[Stored data entries]

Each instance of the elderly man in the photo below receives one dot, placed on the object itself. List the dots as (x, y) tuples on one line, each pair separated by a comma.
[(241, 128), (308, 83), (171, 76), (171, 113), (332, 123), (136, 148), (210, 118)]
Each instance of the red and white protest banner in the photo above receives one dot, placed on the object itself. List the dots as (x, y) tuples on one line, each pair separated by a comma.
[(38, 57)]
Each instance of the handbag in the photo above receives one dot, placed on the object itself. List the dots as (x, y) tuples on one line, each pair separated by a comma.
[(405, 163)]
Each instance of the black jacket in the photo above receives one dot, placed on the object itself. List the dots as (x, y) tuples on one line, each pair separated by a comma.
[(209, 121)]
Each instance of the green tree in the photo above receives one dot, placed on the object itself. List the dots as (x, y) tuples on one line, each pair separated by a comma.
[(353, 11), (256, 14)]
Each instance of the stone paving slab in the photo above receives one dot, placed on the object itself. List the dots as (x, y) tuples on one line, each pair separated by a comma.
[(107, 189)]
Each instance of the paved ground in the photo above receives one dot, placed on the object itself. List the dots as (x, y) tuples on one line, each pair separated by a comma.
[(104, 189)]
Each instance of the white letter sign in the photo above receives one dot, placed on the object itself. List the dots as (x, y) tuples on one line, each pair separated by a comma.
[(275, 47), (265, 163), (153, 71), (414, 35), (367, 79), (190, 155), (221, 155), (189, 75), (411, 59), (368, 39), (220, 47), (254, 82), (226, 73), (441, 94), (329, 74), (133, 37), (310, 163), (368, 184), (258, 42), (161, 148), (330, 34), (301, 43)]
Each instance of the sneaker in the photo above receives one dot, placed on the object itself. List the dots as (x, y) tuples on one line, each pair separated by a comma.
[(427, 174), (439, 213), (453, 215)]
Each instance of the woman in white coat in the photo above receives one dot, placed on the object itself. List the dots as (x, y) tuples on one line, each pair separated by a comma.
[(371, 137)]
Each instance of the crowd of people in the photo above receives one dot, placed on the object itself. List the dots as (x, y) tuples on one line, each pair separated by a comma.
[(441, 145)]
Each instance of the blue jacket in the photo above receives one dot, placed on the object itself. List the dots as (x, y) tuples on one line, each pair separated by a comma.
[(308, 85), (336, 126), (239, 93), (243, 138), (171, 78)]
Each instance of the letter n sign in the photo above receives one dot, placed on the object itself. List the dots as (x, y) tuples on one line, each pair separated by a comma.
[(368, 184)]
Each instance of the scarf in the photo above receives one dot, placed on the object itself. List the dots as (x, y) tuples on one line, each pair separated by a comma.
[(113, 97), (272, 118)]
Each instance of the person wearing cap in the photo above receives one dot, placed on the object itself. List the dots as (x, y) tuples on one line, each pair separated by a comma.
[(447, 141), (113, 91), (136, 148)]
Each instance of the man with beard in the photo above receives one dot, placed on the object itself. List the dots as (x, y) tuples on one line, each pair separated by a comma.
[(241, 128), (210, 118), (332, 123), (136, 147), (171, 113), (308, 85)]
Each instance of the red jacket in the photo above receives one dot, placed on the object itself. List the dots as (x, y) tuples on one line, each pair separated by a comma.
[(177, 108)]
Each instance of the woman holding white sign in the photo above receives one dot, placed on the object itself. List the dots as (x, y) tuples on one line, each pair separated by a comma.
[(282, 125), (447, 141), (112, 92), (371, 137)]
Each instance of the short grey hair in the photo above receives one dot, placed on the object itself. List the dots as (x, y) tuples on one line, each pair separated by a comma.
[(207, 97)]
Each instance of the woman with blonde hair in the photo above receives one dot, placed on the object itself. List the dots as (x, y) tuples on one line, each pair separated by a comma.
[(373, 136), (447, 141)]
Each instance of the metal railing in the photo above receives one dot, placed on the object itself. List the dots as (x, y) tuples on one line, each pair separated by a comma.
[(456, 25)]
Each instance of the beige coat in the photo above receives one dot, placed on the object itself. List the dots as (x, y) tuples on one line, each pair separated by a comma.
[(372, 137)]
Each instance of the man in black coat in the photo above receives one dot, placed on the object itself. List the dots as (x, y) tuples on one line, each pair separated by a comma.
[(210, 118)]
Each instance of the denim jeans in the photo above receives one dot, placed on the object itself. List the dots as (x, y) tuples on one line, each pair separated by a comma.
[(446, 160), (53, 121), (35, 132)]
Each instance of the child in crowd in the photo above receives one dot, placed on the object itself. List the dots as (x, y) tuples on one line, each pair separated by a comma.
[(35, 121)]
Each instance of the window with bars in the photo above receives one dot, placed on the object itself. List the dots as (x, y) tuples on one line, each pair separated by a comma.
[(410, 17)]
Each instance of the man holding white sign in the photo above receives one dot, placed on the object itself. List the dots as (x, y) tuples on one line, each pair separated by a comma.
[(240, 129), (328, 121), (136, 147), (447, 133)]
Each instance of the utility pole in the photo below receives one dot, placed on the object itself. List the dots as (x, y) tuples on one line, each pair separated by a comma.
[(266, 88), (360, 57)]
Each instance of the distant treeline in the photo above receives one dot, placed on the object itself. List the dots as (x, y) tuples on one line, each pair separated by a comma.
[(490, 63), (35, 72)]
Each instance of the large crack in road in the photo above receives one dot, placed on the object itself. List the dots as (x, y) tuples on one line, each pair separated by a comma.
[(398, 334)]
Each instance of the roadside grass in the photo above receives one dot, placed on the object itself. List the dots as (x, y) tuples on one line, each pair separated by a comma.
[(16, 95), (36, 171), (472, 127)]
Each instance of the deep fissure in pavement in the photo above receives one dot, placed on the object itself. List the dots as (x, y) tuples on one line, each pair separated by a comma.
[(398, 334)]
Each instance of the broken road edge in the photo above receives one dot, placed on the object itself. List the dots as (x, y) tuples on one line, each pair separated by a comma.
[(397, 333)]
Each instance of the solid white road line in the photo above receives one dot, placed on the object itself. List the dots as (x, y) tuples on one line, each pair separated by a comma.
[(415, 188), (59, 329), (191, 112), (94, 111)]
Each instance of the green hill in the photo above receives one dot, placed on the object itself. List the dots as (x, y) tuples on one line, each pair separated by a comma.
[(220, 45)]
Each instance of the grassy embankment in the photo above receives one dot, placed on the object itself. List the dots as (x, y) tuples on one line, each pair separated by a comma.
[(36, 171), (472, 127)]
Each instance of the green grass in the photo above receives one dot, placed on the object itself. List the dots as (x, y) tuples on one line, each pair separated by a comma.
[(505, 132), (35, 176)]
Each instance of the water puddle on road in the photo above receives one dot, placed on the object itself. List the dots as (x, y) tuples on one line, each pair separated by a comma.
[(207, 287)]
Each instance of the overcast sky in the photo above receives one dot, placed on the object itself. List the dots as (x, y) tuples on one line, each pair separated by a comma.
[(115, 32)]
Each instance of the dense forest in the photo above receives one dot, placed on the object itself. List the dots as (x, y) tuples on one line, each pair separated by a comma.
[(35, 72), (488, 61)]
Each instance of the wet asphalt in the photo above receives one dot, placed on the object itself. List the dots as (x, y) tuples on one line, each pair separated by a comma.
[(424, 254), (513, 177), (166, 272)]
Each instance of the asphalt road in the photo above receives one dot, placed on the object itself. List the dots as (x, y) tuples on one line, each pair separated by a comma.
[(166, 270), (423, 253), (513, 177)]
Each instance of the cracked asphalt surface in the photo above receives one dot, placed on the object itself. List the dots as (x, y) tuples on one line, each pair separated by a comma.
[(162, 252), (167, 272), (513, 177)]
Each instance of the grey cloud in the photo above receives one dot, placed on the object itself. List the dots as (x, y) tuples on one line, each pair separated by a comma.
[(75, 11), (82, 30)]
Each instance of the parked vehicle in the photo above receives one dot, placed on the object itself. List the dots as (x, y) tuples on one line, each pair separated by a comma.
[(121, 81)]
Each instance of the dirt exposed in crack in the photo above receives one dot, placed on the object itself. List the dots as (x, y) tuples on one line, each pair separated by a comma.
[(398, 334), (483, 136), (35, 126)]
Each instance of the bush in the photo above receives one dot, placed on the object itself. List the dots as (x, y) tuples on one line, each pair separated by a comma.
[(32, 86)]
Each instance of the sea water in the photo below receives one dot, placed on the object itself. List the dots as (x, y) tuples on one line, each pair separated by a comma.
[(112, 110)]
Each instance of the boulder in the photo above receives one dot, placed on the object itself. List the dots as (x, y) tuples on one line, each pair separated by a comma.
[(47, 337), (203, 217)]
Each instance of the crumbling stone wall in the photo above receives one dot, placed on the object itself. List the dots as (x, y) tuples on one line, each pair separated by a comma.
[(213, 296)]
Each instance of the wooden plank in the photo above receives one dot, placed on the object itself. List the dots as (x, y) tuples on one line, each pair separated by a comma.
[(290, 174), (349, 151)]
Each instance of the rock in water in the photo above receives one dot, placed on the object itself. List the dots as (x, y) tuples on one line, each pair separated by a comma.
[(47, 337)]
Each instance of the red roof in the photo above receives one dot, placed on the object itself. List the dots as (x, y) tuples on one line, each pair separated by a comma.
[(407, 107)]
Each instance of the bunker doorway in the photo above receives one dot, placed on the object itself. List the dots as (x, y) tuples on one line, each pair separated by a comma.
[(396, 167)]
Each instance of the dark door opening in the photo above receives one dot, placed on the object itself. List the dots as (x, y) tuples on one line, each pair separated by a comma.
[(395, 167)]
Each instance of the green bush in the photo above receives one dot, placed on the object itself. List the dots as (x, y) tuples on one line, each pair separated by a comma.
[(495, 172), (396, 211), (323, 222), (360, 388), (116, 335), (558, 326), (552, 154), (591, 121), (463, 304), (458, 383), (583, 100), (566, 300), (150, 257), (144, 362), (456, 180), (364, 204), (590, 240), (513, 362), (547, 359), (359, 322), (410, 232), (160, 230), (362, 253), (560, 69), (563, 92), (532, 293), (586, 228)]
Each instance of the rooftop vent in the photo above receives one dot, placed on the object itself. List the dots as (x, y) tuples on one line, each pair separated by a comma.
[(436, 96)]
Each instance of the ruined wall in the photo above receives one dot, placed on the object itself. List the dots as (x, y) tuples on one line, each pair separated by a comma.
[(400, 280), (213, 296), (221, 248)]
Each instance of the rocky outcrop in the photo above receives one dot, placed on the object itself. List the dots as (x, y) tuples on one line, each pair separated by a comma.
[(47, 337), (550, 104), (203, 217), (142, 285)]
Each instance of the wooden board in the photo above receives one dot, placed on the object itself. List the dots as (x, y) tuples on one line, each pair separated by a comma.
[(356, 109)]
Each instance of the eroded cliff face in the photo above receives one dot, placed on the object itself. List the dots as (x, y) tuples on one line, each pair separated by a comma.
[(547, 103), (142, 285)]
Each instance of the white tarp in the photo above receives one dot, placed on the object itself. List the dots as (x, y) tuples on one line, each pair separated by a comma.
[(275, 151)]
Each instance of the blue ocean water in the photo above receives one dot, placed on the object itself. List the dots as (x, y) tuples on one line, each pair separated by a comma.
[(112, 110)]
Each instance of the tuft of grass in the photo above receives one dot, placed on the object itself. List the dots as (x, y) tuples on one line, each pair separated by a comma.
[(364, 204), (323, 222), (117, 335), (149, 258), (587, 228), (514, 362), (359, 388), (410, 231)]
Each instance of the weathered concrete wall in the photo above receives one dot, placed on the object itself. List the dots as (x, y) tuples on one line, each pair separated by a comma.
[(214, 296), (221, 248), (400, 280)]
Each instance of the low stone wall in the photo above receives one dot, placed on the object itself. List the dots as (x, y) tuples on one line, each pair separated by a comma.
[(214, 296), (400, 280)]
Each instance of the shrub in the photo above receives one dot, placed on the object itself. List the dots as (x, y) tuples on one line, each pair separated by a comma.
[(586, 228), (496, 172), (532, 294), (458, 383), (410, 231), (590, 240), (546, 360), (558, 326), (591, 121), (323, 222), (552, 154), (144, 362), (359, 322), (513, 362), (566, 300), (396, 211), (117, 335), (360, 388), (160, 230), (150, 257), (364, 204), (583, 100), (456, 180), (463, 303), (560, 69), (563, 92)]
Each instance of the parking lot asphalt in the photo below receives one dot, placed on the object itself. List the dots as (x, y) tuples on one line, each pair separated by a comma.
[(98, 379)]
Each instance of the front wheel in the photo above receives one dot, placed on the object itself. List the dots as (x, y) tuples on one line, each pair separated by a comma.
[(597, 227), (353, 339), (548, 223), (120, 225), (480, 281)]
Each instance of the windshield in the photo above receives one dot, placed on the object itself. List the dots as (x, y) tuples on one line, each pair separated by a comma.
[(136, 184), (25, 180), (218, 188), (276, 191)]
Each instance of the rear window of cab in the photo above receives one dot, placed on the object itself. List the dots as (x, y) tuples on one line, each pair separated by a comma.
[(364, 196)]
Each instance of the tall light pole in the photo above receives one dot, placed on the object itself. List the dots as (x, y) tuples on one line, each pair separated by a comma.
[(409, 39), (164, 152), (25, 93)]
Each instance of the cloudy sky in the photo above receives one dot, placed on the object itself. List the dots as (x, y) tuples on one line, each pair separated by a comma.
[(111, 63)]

WHAT THIS TASK INVOLVES
Pull out the records from the very beginning through the line containing "[(405, 163)]", including that line, and reproduce each one without any change.

ANSWER
Each instance of the elderly man in the photo below receives one dot, placed on the object itself. List the dots as (x, y) tuples on one line, each pair separated by a comma.
[(241, 128), (308, 83), (171, 76), (171, 113), (332, 123), (136, 148), (210, 118)]
Each instance of the red and white protest banner in the photo above receives one dot, placed on the object itself. List the dots as (x, y) tuples on one line, each pair separated by a comma.
[(38, 57)]
Each instance of the handbag in the photo above receives one dot, placed on the object itself. List the dots as (x, y) tuples on one line, each pair separated by a comma.
[(405, 163)]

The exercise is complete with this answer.